**Aim of the exercise:** Quote the records in full and leave their pictures out.

---------- Records for this exercise

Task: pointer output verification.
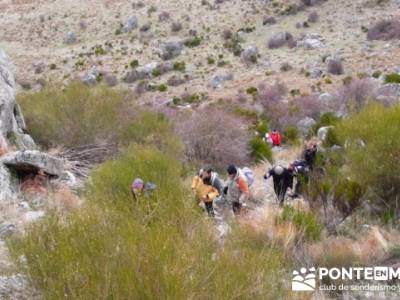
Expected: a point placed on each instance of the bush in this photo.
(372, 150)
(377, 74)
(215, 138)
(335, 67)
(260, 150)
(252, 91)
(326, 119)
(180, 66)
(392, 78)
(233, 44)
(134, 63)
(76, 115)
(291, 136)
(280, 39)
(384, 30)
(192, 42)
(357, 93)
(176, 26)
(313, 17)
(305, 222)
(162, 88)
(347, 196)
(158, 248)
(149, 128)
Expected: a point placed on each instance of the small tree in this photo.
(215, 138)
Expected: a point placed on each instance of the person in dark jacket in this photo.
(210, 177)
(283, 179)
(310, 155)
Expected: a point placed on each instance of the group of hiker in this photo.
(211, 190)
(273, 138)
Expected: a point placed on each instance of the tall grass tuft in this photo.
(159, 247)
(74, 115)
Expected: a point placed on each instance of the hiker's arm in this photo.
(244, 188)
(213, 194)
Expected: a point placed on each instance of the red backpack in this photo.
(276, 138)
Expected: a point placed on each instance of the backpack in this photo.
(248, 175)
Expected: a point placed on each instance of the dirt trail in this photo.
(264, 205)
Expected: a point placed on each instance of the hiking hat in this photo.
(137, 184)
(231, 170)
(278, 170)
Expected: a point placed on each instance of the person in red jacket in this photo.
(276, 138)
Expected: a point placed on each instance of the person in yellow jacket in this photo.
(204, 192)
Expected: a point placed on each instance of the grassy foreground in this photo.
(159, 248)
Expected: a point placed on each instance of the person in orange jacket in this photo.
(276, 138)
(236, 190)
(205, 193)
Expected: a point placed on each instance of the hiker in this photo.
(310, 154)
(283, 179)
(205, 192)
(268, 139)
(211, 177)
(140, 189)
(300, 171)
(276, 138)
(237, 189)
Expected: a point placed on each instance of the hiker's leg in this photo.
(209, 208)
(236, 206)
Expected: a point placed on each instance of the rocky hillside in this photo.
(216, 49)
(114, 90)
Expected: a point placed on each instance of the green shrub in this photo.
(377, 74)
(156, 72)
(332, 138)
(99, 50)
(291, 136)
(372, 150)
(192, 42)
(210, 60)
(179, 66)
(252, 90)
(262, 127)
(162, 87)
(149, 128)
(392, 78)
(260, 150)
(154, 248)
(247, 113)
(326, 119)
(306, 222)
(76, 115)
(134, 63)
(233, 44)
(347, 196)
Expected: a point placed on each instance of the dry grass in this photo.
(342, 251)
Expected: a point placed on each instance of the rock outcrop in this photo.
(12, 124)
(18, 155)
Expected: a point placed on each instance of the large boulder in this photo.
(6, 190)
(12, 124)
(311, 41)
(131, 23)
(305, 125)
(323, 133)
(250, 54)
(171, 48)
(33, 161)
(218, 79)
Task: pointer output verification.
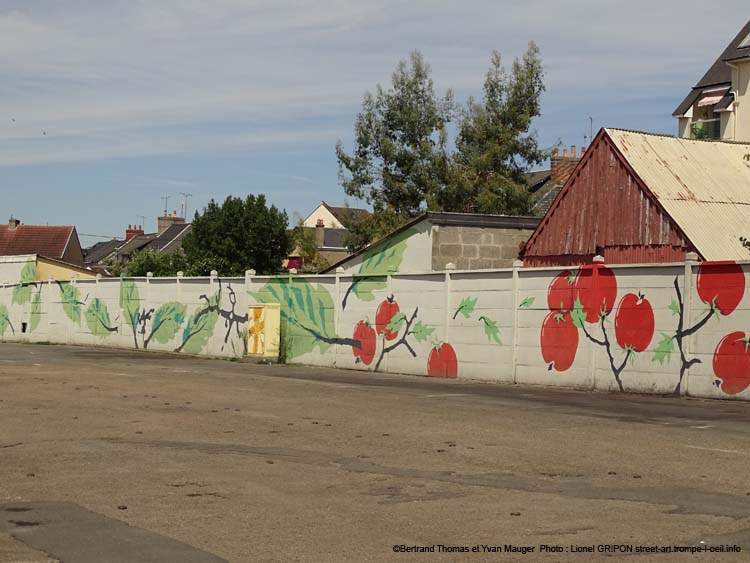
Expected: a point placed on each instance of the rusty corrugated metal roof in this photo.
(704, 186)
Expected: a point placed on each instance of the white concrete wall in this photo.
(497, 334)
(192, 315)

--------------------

**Result of this exercise:**
Task: pointer output verification.
Expected: a point placed on each instance of the bush in this photo.
(372, 150)
(377, 74)
(215, 138)
(335, 67)
(260, 150)
(252, 91)
(326, 119)
(180, 66)
(392, 78)
(233, 44)
(134, 63)
(76, 115)
(291, 136)
(280, 39)
(384, 30)
(192, 42)
(357, 93)
(176, 26)
(313, 17)
(305, 222)
(162, 88)
(347, 196)
(158, 248)
(149, 128)
Expected: a point placed on each instance of the small tree in this photo.
(215, 138)
Expected: a point placed on each instance of the person in dark jacket in this photo.
(210, 177)
(283, 179)
(310, 155)
Expected: a point placed on each instance of the group of hiker in this photo.
(211, 190)
(273, 138)
Expected: a point placed on each instance of the tall grass tuft in this photo.
(159, 247)
(74, 115)
Expected: a point placed on each instance of the hiker's arm in this photo.
(244, 188)
(213, 194)
Expected: a point placed on each instance of the red backpack in this photo.
(276, 138)
Expected: a point placed on each instance of the backpack in this photo.
(248, 175)
Expected: a point placed on each instance of the dirt trail in this photo.
(264, 205)
Expected: a point placed on each instance of the hiking hat in this photo.
(137, 184)
(231, 170)
(278, 170)
Expected: a point placed on each instance of the person in red jacket in this photo.
(276, 138)
Expected: a point placed on each instance of the person in yellow jacket in this photo.
(204, 192)
Expected: a point placed on each instance of the grassy foreground in this photo.
(159, 248)
Expected: a point placed on each instance of the person in orange jacket in this photo.
(276, 138)
(236, 190)
(205, 193)
Expected: a point placed on each instance of the hiker in this photo.
(310, 154)
(283, 179)
(205, 192)
(268, 139)
(211, 177)
(140, 189)
(300, 171)
(276, 138)
(237, 189)
Expected: a point placed on each instance of the hiker's leg in this photo.
(209, 208)
(236, 206)
Expected: a point placed on each instance of the rocky hillside in this photo.
(216, 49)
(114, 90)
Expected: a point placed on each instance of the green shrub in this photo.
(377, 74)
(156, 72)
(332, 138)
(99, 50)
(291, 136)
(372, 150)
(192, 42)
(210, 60)
(179, 66)
(252, 90)
(262, 127)
(162, 87)
(149, 128)
(392, 78)
(260, 150)
(154, 248)
(247, 113)
(326, 119)
(306, 222)
(76, 115)
(134, 63)
(233, 44)
(347, 196)
Expected: a point placed on each instance of the dry grass in this photo.
(342, 251)
Expected: a point placed on each instance of the rock outcrop in this photo.
(12, 124)
(18, 155)
Expected: a point placed on each instance of the large boulder in this photo.
(6, 190)
(12, 124)
(311, 41)
(131, 23)
(305, 125)
(323, 133)
(250, 54)
(171, 48)
(33, 161)
(218, 79)
Task: pointer output verification.
Expected: a point placed on each instance of the rusty corrugated metal roof in this photo.
(704, 186)
Expected: a point placed on each instance of the white concrete wall in this photo.
(497, 334)
(192, 315)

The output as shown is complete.